## Activity
Below are some records; output all of them exactly.

## Records supplied
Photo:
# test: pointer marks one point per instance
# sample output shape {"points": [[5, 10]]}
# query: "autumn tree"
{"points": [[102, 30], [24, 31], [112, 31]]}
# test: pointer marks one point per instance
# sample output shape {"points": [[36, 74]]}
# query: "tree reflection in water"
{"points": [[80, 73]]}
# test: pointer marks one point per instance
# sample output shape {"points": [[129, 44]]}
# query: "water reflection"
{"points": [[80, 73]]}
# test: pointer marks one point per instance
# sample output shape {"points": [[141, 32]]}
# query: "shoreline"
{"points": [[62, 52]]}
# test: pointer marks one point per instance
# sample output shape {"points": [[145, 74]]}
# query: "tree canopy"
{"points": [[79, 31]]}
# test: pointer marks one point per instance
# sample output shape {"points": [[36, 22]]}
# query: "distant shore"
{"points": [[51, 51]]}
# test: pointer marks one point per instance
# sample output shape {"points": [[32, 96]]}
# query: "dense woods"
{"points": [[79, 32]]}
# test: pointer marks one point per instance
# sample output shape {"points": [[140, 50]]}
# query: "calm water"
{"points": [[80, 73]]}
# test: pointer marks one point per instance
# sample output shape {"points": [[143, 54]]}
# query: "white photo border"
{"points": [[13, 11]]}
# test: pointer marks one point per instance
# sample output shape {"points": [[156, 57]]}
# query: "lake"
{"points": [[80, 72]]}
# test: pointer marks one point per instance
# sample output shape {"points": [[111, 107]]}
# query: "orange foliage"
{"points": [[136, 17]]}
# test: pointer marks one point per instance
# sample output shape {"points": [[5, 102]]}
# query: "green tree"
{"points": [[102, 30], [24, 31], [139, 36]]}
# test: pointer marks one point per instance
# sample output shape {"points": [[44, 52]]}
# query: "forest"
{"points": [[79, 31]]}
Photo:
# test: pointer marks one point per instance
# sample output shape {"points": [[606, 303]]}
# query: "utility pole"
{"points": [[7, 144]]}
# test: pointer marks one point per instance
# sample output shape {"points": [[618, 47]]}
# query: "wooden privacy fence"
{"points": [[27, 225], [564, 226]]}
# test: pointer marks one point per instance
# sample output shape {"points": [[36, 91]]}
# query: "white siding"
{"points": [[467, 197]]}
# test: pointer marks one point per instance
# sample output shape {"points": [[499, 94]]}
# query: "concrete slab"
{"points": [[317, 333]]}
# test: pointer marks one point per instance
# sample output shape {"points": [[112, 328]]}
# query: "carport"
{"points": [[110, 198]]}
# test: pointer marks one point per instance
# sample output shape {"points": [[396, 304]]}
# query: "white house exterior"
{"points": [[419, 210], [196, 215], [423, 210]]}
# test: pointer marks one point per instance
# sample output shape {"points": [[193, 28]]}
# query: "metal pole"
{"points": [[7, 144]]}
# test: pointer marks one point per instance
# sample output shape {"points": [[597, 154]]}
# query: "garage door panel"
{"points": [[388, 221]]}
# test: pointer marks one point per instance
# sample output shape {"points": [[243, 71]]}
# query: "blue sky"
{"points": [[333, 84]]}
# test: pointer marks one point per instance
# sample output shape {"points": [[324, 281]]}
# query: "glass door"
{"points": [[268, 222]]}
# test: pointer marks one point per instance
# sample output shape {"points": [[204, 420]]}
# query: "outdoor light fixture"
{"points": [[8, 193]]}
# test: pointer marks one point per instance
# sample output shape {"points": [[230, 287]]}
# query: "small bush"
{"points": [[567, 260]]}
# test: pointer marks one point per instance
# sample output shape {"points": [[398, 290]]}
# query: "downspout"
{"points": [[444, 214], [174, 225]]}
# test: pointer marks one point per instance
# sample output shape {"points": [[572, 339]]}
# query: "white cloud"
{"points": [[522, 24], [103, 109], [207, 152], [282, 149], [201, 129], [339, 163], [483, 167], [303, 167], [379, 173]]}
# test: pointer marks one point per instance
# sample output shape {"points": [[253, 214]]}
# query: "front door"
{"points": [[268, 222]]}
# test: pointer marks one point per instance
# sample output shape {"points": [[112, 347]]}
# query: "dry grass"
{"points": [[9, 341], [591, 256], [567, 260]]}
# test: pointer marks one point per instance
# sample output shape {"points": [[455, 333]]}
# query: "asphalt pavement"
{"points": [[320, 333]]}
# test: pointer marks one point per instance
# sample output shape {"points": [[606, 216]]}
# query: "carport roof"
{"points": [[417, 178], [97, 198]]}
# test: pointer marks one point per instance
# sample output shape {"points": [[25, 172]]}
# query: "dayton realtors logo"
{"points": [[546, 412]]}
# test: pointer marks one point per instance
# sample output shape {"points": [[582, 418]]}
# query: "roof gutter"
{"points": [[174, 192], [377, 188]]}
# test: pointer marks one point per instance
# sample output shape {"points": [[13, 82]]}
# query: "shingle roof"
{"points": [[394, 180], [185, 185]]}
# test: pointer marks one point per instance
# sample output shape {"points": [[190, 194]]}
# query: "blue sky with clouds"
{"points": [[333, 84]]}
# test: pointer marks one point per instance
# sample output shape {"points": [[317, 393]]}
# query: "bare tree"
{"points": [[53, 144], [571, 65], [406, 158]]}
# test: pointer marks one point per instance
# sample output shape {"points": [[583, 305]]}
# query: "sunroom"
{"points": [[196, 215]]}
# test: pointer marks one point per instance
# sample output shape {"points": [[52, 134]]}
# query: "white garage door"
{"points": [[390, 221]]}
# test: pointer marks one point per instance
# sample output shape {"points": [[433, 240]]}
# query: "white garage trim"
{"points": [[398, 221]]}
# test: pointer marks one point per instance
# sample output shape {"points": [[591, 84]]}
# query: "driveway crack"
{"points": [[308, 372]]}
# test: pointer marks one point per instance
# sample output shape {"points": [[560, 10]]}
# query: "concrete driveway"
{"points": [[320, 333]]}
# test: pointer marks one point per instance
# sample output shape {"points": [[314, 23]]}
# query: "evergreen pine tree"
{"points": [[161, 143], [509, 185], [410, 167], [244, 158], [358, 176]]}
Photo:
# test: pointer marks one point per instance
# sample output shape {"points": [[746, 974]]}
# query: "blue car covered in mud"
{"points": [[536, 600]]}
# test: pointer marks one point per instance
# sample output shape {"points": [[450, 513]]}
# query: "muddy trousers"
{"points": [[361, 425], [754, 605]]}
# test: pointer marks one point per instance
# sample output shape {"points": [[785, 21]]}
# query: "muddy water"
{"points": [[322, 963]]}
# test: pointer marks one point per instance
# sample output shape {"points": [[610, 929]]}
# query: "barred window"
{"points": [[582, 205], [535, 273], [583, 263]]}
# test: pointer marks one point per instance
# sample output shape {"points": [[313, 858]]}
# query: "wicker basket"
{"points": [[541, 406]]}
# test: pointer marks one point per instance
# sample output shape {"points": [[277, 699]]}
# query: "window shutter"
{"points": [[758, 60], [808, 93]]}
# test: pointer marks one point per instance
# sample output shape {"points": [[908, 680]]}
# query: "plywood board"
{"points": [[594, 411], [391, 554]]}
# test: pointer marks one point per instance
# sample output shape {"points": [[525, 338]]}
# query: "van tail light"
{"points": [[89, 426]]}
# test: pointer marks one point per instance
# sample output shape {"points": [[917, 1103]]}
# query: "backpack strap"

## Output of the exercise
Photo:
# test: pointer marks one point per instance
# sample output shape {"points": [[5, 10]]}
# query: "autumn tree"
{"points": [[102, 30], [24, 31], [112, 31]]}
# test: pointer marks one point per instance
# sample output shape {"points": [[36, 74]]}
# query: "tree reflection in water"
{"points": [[80, 73]]}
# test: pointer marks one point per instance
# sample output shape {"points": [[129, 44]]}
# query: "water reflection"
{"points": [[80, 73]]}
# test: pointer marks one point per instance
# sample output shape {"points": [[141, 32]]}
# query: "shoreline"
{"points": [[62, 52]]}
# test: pointer marks one point per instance
# sample output shape {"points": [[145, 74]]}
# query: "tree canopy"
{"points": [[79, 31]]}
# test: pointer marks one point per instance
# sample output shape {"points": [[36, 22]]}
# query: "distant shore"
{"points": [[51, 51]]}
# test: pointer marks one point per instance
# sample output shape {"points": [[32, 96]]}
# query: "dense woods"
{"points": [[79, 32]]}
# test: pointer marks one point per instance
# sample output shape {"points": [[140, 50]]}
# query: "calm water"
{"points": [[80, 73]]}
# test: pointer marks one point per instance
# sample output shape {"points": [[143, 54]]}
# query: "white photo border"
{"points": [[13, 11]]}
# test: pointer marks one point per instance
# sample output shape {"points": [[156, 57]]}
# query: "lake"
{"points": [[80, 72]]}
# test: pointer marks one point per instance
# sample output shape {"points": [[111, 107]]}
# query: "orange foliage"
{"points": [[136, 17]]}
# test: pointer marks one point per instance
# sample output shape {"points": [[5, 102]]}
# query: "green tree"
{"points": [[102, 30], [24, 31], [139, 36]]}
# test: pointer marks one point per instance
# sample output shape {"points": [[44, 52]]}
# query: "forest"
{"points": [[79, 31]]}
Photo:
# test: pointer marks one point per instance
# sample output shape {"points": [[606, 303]]}
# query: "utility pole"
{"points": [[7, 144]]}
# test: pointer marks one point per instance
# sample output shape {"points": [[618, 47]]}
# query: "wooden privacy fence"
{"points": [[27, 225], [564, 226]]}
# test: pointer marks one point per instance
# sample output shape {"points": [[36, 91]]}
# query: "white siding"
{"points": [[467, 197]]}
# test: pointer marks one point per instance
# sample output shape {"points": [[499, 94]]}
# query: "concrete slab"
{"points": [[317, 333]]}
# test: pointer marks one point per instance
# sample output shape {"points": [[112, 328]]}
# query: "carport"
{"points": [[110, 198]]}
# test: pointer marks one point per instance
# sample output shape {"points": [[396, 304]]}
# query: "white house exterior"
{"points": [[419, 210], [196, 215], [423, 210]]}
# test: pointer marks one point per instance
# sample output shape {"points": [[193, 28]]}
# query: "metal pole"
{"points": [[7, 144]]}
# test: pointer marks one point per instance
# sample output shape {"points": [[597, 154]]}
# query: "garage door panel"
{"points": [[388, 221]]}
# test: pointer marks one point per instance
# sample output shape {"points": [[243, 71]]}
# query: "blue sky"
{"points": [[333, 84]]}
# test: pointer marks one point per instance
# sample output shape {"points": [[324, 281]]}
# query: "glass door"
{"points": [[268, 222]]}
# test: pointer marks one point per instance
# sample output shape {"points": [[204, 420]]}
# query: "outdoor light fixture"
{"points": [[8, 193]]}
# test: pointer marks one point per instance
# sample output shape {"points": [[230, 287]]}
# query: "small bush"
{"points": [[567, 260]]}
# test: pointer marks one point per instance
# sample output shape {"points": [[398, 290]]}
# query: "downspout"
{"points": [[444, 214], [174, 225]]}
# test: pointer marks one point per instance
# sample output shape {"points": [[572, 339]]}
# query: "white cloud"
{"points": [[522, 24], [103, 109], [207, 152], [282, 149], [201, 129], [339, 163], [483, 167], [303, 167], [379, 173]]}
# test: pointer marks one point per instance
# sample output shape {"points": [[253, 214]]}
# query: "front door"
{"points": [[268, 222]]}
# test: pointer marks one point per instance
# sample output shape {"points": [[112, 347]]}
# query: "dry grass"
{"points": [[9, 341], [591, 256], [567, 260]]}
# test: pointer marks one point per instance
# sample output shape {"points": [[455, 333]]}
# query: "asphalt pavement"
{"points": [[320, 333]]}
# test: pointer marks one point per instance
# sample output shape {"points": [[606, 216]]}
# query: "carport roof"
{"points": [[417, 178], [97, 198]]}
# test: pointer marks one point per instance
# sample output shape {"points": [[25, 172]]}
# query: "dayton realtors logo"
{"points": [[546, 412]]}
# test: pointer marks one point per instance
# sample output shape {"points": [[582, 418]]}
# query: "roof gutter"
{"points": [[174, 192], [377, 188]]}
# test: pointer marks one point per instance
# sample output shape {"points": [[13, 82]]}
# query: "shingle roof"
{"points": [[394, 180], [185, 185]]}
# test: pointer marks one point per instance
# sample output shape {"points": [[190, 194]]}
# query: "blue sky with clouds"
{"points": [[333, 84]]}
# test: pointer marks one point per instance
# sample output shape {"points": [[317, 393]]}
# query: "bare tree"
{"points": [[53, 144], [571, 65], [406, 158]]}
# test: pointer marks one point per instance
# sample output shape {"points": [[583, 305]]}
# query: "sunroom"
{"points": [[196, 215]]}
# test: pointer marks one point per instance
# sample output shape {"points": [[52, 134]]}
# query: "white garage door"
{"points": [[390, 221]]}
# test: pointer marks one point per instance
# sample output shape {"points": [[433, 240]]}
# query: "white garage trim"
{"points": [[398, 221]]}
# test: pointer marks one point per instance
# sample output shape {"points": [[591, 84]]}
# query: "driveway crack"
{"points": [[308, 372]]}
# test: pointer marks one point per instance
# sample output shape {"points": [[560, 10]]}
# query: "concrete driveway"
{"points": [[320, 333]]}
# test: pointer marks one point per instance
# sample output shape {"points": [[314, 23]]}
# query: "evergreen pine tree"
{"points": [[161, 143], [509, 185], [410, 167], [244, 158], [358, 176]]}
Photo:
# test: pointer marks one point per instance
# sample output shape {"points": [[746, 974]]}
# query: "blue car covered in mud"
{"points": [[536, 600]]}
# test: pointer marks one point per instance
# sample output shape {"points": [[450, 513]]}
# query: "muddy trousers"
{"points": [[361, 425], [754, 605]]}
# test: pointer marks one point per instance
# sample output shape {"points": [[785, 21]]}
# query: "muddy water"
{"points": [[322, 963]]}
# test: pointer marks one point per instance
# sample output shape {"points": [[610, 929]]}
# query: "barred window"
{"points": [[582, 205], [535, 273], [583, 263]]}
# test: pointer marks one point per instance
# sample output shape {"points": [[313, 858]]}
# query: "wicker basket"
{"points": [[541, 406]]}
# test: pointer marks one point per instance
# sample output shape {"points": [[277, 699]]}
# query: "window shutter"
{"points": [[758, 60], [808, 93]]}
# test: pointer marks one point per instance
# sample output shape {"points": [[908, 680]]}
# query: "plywood board"
{"points": [[594, 411], [391, 554]]}
# test: pointer marks one point per instance
# sample output shape {"points": [[525, 338]]}
# query: "van tail light"
{"points": [[89, 426]]}
# test: pointer marks one point per instance
# sample output shape {"points": [[917, 1103]]}
# query: "backpack strap"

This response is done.